# Complete the following:
A - According to the article on Iowa's in-person learning mandate, which three other states already had such a mandate?
B - Resume the article on Iowa's in-person learning mandate, starting right after its final sentence.

# Selected extract:

All Iowa students now have option to choose full-time, in-person learning
Iowa is the first state in the Midwest to require local school districts to offer full-time, in-person learning as an option to families. With the passage of SF 160, which took effect in mid-February, Iowa joined a handful of other U.S. states (Arkansas, Florida and Texas) with such a mandate in place, according to Education Week.
This school year, in response to the COVID-19 pandemic, most states have left the question of remote vs. in-person learning to the discretion of local school districts. In Iowa, however, Gov. Kim Reynolds urged legislators to act quickly this session. “We can’t wait any longer,” she said. “Our kids can’t wait any longer.” With the signing of SF 160, only a COVID-19 public health emergency issued by the governor would waive schools from the in-person requirement.
In Wisconsin, under a bill proposed early in 2021 (AB 1, as originally introduced), a two-thirds vote of school boards would be required to close buildings to in-person instruction for more than 14 days. Minnesota’s SF 2 would strip the governor of the authority to close K-12 schools due to a peacetime emergency.

# Provided information:
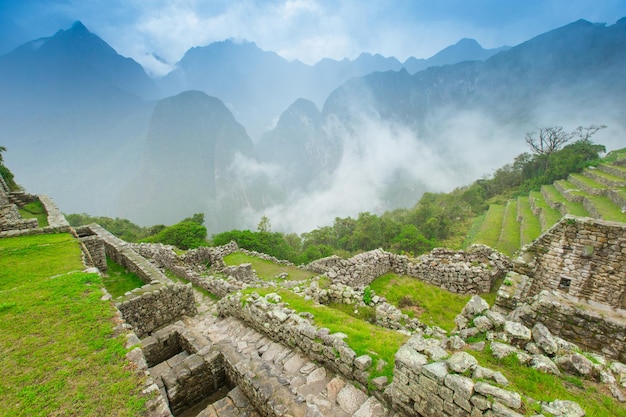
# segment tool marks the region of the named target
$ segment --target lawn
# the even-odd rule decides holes
[[[0,239],[0,414],[136,416],[115,309],[69,234]]]
[[[123,266],[118,265],[107,257],[107,276],[102,278],[102,283],[109,294],[114,298],[124,295],[127,291],[142,287],[145,282]]]
[[[370,287],[409,317],[447,331],[454,329],[454,317],[470,299],[469,295],[454,294],[416,278],[393,273],[376,278]]]
[[[495,248],[500,239],[500,231],[502,230],[502,219],[504,218],[504,206],[500,204],[491,204],[485,220],[483,221],[473,243],[482,243],[484,245]]]
[[[316,274],[311,271],[296,268],[295,266],[278,265],[265,259],[257,258],[255,256],[248,256],[241,252],[231,253],[224,257],[224,262],[227,265],[241,265],[244,263],[252,264],[252,268],[256,271],[257,276],[266,281],[275,280],[276,277],[286,272],[288,280],[302,281],[313,278]]]
[[[26,204],[24,207],[20,207],[19,212],[23,219],[37,219],[39,227],[48,226],[48,213],[39,200],[35,200]]]
[[[298,312],[313,314],[313,320],[318,327],[326,327],[331,333],[345,333],[348,335],[345,339],[346,343],[356,352],[357,356],[367,354],[372,358],[371,369],[374,371],[370,373],[370,378],[381,375],[387,376],[390,381],[393,378],[394,356],[400,346],[408,340],[408,336],[370,324],[342,311],[316,304],[312,300],[305,300],[288,290],[263,288],[250,289],[246,292],[252,291],[261,295],[276,292],[284,302],[289,303],[289,308]],[[381,371],[376,371],[376,366],[381,359],[385,361],[385,364]]]
[[[501,371],[509,380],[508,390],[524,393],[537,401],[555,399],[577,402],[586,412],[587,417],[626,417],[626,407],[610,396],[601,384],[581,380],[574,376],[562,378],[548,375],[519,363],[515,355],[497,359],[488,347],[482,352],[470,352],[478,362],[487,368]],[[526,404],[526,414],[533,415],[540,411]]]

# Answers to the exercises:
A - Arkansas, Florida and Texas.

B -
According to Columbia University’s U.S. School Closure & Distance Learning Database, 86.7 percent of the nation’s K-12 schools were “closed or mostly closed” as of April 2020, often the result of governors’ emergency orders. That number had fallen to 37.1 percent by October 2020, with Indiana and North Dakota among the states with the fewest closures. “[U.S. school] closures are more common in schools with lower third-grade math scores and higher shares of students who experience homelessness, are of limited English proficiency, are eligible for free or reduced-price lunch, live in single-parent families, or are racial/ethnic minorities,” Columbia University researchers noted in an analysis of their findings from the database.